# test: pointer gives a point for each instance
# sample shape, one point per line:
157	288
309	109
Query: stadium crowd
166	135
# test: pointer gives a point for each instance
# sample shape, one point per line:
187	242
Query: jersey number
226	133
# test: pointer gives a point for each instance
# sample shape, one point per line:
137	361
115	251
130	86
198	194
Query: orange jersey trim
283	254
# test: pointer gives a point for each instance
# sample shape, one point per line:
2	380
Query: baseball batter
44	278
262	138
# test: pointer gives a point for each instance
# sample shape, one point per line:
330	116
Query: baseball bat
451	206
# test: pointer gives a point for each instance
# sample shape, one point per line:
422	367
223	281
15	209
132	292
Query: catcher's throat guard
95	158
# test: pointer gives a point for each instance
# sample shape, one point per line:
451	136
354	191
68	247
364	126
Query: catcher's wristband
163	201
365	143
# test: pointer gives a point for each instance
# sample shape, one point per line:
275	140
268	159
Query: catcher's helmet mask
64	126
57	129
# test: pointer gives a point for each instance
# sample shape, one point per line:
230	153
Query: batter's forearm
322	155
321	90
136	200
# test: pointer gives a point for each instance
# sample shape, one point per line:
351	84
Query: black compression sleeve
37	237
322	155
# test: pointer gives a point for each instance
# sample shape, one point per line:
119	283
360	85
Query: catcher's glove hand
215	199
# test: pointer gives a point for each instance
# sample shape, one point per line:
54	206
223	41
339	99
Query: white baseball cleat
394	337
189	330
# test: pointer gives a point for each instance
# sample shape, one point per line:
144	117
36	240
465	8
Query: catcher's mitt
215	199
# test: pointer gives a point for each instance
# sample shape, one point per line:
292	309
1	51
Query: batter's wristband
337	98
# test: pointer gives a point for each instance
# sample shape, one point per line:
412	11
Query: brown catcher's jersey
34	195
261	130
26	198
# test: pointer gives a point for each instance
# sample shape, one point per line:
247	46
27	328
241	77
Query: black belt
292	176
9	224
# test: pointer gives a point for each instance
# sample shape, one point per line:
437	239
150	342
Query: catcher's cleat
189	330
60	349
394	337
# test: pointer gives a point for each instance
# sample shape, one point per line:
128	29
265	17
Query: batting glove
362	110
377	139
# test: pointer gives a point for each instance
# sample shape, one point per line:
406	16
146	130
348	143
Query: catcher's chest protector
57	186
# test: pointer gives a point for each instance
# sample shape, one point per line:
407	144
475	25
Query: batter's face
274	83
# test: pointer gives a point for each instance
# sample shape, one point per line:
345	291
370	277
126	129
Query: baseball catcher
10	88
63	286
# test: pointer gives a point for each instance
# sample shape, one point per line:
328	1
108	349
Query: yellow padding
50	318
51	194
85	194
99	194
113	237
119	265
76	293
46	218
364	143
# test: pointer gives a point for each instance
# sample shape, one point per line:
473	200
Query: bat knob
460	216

★ ★ ★ ★

### Aim
The entries above must be returned exactly.

### Answer to the problem
# test: pointer gives a point for each instance
# sample shape, one point per line:
157	288
309	109
Query: stadium crowd
166	135
# test: pointer gives a point for each instance
# sample shape, one point per line:
187	242
Query: jersey number
226	133
# test: pointer gives a point for each instance
# sample shape, one point per line:
137	361
115	251
130	86
198	194
Query: orange jersey trim
283	254
# test: pointer gives a point for each instance
# sample shape, one point per line:
2	380
Query: baseball batter
44	278
262	138
# test: pointer gives a point for each instance
# sample shape, one point per line:
330	116
Query: baseball bat
451	206
# test: pointer gives a point for each instance
# sample shape, one point per line:
422	367
223	281
15	209
132	292
Query: catcher's throat guard
95	158
# test: pointer gives a point for each instance
# sample shape, one point per line:
451	136
354	191
68	247
364	126
Query: catcher's wristband
163	201
365	143
# test: pointer gives a point for each instance
# sample shape, one point per line:
275	140
268	159
Query: catcher's helmet mask
64	126
57	129
# test: pointer gives a point for each instance
# sample shape, one point per line:
230	153
Query: batter's forearm
322	155
321	90
136	200
# test: pointer gives a point for each instance
# sample shape, one point per line:
351	84
Query: black compression sleeve
37	237
322	155
# test: pointer gives a point for each instance
# sample shape, one point per line:
119	283
360	85
Query: catcher's glove hand
215	199
# test: pointer gives a point for each instance
# sample shape, one point per line:
54	206
223	41
339	99
Query: white baseball cleat
394	337
189	330
# test: pointer gives a point for each instance
# sample shape, one point per line:
144	117
36	240
465	8
Query: catcher's mitt
215	199
# test: pointer gives a point for each instance
# sample shape, one point per line:
292	309
1	51
Query: batter's wristband
337	98
# test: pointer gives a point for each instance
# sample shape, one point per line:
412	11
Query: brown catcher's jersey
34	195
261	130
26	198
# test: pointer gives a point for each instance
# sample shape, one point per line:
247	46
27	328
241	77
Query: black belt
292	176
9	224
# test: pointer gives a point for each instance
# sample shape, one point per line:
437	239
150	342
Query: catcher's cleat
189	330
60	349
394	337
# test: pointer gives a point for each instance
# sample shape, one point per line:
128	29
265	17
Query: batting glove
362	110
377	139
# test: pointer gives a point for each instance
# sample shape, one point per line:
406	16
146	130
348	143
Query: catcher's chest protector
57	186
# test: pointer gives a point for each instance
# sample shape, one point per line:
407	144
475	25
Query: batter's face
274	83
# test: pointer gives a point for each instance
# sample shape, one point per line:
345	291
370	277
126	129
Query: baseball catcher
10	88
63	286
# test: pointer gives a point for each instance
# sample shape, one point per line:
328	1
108	349
Query: yellow padding
50	318
51	194
85	194
99	194
113	237
119	265
76	293
46	218
364	143
# test: pointer gives a point for each instance
# sample shape, one point per line:
473	200
Query: bat knob
460	216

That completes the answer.